>>

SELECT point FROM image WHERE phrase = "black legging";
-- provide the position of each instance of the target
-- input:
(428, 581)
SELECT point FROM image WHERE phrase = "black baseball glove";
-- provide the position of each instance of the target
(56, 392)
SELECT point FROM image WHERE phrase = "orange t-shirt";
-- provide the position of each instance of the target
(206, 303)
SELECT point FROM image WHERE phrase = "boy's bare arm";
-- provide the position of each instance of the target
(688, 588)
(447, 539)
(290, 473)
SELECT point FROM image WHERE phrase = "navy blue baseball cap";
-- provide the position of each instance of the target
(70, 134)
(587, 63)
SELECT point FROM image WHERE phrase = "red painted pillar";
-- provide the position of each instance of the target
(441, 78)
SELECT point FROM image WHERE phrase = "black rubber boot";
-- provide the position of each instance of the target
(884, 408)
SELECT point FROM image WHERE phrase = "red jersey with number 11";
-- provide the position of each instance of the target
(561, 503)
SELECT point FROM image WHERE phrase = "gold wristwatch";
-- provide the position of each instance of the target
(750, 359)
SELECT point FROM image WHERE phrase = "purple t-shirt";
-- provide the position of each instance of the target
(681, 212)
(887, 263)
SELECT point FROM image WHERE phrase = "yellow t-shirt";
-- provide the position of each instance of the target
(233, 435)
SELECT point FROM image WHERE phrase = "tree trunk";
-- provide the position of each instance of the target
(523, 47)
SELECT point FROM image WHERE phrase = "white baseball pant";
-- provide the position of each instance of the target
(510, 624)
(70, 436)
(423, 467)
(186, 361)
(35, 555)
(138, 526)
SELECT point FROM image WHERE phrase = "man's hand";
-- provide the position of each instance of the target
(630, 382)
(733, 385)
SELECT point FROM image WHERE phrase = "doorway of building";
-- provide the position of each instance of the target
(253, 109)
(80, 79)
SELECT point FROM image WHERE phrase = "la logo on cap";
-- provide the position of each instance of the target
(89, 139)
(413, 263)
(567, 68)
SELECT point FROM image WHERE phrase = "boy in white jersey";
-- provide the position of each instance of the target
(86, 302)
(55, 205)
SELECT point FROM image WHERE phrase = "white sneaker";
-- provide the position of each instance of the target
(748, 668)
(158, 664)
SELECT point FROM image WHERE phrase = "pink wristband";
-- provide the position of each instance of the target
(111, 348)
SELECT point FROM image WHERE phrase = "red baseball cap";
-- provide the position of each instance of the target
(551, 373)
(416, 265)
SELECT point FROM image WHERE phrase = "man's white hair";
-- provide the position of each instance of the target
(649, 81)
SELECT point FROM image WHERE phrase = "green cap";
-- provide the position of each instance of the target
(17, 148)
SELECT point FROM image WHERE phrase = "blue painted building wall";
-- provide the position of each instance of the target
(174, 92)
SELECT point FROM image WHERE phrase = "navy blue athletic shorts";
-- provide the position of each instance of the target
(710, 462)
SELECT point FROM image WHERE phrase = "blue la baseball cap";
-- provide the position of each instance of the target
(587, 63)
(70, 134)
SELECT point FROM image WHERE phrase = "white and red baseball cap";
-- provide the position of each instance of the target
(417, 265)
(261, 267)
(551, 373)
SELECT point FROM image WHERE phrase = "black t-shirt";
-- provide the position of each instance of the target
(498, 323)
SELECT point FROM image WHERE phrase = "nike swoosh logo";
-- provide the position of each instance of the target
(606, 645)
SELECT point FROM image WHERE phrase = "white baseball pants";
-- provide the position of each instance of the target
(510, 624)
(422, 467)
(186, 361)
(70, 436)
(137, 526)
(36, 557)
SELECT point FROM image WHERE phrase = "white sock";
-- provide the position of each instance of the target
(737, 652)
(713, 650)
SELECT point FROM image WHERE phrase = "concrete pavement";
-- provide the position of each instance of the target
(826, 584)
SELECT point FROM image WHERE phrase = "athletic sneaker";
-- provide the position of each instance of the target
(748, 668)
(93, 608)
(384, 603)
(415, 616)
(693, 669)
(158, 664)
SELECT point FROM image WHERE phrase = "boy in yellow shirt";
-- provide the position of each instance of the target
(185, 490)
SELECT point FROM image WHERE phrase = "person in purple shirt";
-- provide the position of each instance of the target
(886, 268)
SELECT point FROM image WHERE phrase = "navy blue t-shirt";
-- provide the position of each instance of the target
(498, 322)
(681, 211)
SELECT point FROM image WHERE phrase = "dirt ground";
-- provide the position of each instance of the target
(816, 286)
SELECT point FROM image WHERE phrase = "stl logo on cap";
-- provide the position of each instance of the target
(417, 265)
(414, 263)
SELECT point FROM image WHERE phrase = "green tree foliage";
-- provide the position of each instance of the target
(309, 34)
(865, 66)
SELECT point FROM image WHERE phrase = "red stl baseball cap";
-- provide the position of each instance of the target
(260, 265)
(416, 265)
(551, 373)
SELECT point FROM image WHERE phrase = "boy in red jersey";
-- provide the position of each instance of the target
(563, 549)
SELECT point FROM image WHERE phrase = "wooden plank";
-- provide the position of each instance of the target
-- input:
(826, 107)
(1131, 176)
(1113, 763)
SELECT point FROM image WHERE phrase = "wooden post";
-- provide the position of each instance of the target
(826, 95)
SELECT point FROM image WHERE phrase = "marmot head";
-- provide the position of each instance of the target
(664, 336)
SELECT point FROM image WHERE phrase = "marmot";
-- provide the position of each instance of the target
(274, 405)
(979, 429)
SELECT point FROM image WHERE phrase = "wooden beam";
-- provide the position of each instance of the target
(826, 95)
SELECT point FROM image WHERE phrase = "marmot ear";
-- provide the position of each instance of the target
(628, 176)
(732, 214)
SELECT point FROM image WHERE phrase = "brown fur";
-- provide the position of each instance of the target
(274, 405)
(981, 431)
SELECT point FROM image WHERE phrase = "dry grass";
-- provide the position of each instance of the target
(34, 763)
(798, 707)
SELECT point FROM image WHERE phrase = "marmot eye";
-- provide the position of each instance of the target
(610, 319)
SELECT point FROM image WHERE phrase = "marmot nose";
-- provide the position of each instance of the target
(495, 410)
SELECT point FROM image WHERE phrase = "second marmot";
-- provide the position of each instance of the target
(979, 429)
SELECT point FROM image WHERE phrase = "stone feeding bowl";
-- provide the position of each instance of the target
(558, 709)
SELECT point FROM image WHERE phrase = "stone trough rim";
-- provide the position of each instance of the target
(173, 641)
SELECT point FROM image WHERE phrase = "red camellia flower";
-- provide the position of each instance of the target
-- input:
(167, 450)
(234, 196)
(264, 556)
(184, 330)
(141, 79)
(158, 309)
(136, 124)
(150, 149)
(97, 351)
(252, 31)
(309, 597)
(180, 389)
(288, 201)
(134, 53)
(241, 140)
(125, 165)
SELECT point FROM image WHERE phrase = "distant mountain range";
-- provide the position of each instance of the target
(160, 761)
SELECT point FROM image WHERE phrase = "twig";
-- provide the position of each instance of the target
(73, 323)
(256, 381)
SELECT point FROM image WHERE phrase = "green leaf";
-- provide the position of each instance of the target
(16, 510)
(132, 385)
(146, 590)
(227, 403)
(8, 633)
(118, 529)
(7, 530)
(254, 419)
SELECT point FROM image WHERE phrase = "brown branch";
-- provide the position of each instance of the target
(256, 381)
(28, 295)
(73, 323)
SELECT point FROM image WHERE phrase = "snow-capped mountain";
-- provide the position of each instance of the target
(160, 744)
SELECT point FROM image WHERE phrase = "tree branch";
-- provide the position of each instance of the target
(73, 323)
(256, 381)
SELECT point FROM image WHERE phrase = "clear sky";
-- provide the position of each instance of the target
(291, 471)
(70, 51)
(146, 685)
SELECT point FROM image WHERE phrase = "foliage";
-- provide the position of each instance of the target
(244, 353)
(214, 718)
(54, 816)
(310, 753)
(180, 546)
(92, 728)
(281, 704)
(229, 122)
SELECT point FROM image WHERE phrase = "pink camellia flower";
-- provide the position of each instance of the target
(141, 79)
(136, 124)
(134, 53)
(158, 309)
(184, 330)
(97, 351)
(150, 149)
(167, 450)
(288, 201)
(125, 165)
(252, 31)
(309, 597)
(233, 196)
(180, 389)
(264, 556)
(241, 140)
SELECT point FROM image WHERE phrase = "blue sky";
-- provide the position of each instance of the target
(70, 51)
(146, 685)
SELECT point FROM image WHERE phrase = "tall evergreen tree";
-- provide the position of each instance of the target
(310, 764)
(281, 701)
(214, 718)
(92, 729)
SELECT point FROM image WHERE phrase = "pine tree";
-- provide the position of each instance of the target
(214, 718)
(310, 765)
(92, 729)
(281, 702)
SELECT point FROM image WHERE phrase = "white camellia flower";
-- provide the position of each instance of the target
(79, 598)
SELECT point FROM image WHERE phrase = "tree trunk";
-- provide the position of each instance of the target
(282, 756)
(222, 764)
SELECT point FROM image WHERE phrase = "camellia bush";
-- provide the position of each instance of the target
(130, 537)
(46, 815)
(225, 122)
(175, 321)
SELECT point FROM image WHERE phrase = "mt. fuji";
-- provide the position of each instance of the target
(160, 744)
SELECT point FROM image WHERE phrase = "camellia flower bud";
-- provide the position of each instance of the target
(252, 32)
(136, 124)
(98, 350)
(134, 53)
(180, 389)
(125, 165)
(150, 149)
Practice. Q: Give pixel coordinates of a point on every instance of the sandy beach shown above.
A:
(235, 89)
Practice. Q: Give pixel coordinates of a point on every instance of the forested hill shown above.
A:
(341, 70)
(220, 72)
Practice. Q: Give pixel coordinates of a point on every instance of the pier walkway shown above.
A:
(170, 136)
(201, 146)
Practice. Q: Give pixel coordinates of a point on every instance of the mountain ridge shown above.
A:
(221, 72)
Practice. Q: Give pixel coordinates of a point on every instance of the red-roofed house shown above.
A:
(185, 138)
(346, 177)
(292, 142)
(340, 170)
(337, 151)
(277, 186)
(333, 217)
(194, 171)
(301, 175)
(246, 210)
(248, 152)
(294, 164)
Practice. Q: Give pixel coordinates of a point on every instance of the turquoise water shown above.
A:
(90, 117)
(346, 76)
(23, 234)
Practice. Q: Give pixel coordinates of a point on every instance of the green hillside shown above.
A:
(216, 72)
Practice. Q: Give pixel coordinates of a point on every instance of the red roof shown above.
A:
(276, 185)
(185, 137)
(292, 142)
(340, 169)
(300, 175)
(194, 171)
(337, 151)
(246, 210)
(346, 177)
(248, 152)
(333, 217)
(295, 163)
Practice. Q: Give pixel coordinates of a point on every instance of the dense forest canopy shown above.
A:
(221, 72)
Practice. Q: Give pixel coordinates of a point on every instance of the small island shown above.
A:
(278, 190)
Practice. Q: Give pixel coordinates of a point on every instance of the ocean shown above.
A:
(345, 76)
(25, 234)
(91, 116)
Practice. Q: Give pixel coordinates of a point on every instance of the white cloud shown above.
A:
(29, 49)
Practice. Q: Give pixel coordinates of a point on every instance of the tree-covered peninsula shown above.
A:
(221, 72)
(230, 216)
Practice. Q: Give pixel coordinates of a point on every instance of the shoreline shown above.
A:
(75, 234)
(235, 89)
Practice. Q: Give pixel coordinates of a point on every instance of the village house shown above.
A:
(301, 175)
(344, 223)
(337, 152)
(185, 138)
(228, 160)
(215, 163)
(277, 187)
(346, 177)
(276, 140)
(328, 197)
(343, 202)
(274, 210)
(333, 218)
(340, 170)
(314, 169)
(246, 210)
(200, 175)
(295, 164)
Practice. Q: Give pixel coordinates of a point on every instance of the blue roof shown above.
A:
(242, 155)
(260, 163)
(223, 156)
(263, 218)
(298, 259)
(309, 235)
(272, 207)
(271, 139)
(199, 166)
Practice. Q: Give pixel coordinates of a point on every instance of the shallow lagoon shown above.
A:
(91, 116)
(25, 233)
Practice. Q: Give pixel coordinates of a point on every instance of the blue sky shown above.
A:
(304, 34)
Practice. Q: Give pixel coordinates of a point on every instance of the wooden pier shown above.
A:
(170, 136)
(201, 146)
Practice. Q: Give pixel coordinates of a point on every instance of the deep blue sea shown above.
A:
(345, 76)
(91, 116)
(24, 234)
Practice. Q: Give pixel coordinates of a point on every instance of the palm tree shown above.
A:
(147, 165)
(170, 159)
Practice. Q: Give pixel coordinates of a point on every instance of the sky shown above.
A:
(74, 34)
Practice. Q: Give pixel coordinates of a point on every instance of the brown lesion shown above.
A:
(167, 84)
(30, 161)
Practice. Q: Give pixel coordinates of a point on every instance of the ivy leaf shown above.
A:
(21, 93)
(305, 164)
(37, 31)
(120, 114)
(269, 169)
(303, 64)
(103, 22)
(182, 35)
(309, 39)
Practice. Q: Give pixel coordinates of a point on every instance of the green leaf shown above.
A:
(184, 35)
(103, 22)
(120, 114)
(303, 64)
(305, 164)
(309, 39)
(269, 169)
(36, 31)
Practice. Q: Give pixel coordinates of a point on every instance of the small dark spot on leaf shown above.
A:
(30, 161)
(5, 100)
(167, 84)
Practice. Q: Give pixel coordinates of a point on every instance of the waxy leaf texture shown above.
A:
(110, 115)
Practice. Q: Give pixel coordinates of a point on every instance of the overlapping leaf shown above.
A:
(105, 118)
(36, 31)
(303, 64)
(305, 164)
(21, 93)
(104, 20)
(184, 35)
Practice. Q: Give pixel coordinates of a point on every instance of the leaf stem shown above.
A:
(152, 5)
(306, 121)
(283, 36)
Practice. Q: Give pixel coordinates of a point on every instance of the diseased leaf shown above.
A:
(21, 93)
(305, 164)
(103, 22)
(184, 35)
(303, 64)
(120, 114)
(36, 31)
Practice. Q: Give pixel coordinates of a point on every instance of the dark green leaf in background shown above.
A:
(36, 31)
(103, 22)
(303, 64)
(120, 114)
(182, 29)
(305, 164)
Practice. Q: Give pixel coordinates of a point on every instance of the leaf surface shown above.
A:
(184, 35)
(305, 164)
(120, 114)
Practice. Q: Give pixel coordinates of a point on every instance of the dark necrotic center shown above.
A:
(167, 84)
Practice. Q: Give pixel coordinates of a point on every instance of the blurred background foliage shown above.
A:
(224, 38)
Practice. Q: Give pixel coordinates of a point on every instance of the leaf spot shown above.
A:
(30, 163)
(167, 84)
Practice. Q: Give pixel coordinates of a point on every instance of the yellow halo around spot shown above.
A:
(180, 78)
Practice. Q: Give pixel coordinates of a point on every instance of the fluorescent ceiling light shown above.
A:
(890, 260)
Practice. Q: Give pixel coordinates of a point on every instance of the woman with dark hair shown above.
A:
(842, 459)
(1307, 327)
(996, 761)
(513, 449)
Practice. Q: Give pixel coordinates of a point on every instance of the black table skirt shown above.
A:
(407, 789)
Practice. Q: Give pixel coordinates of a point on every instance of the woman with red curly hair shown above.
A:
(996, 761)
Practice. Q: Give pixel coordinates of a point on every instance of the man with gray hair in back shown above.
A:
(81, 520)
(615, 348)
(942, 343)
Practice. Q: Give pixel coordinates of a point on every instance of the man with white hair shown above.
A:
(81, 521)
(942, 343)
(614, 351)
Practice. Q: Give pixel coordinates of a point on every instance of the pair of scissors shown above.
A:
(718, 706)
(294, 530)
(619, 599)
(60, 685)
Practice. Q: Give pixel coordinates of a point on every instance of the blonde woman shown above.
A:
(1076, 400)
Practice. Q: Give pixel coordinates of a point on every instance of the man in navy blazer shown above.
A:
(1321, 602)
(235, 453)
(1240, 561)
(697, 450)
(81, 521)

<<

→ **Required action**
Wherever the string "with" appears in the data above, copy the line it sits in.

→ **Finished exercise**
SELECT point FROM image WHERE phrase = "red jersey with number 11";
Practice. Q: Give pixel coordinates of a point on every instance of the woman with dark hair shown above.
Practice. Q: Give pixel coordinates of a point on every instance of the woman with red curly hair shown above.
Practice. Q: Give pixel coordinates of a point on every instance of the man with gray hair in back shown above.
Practice. Q: Give pixel coordinates of a point on every instance of the man with white hair shown above.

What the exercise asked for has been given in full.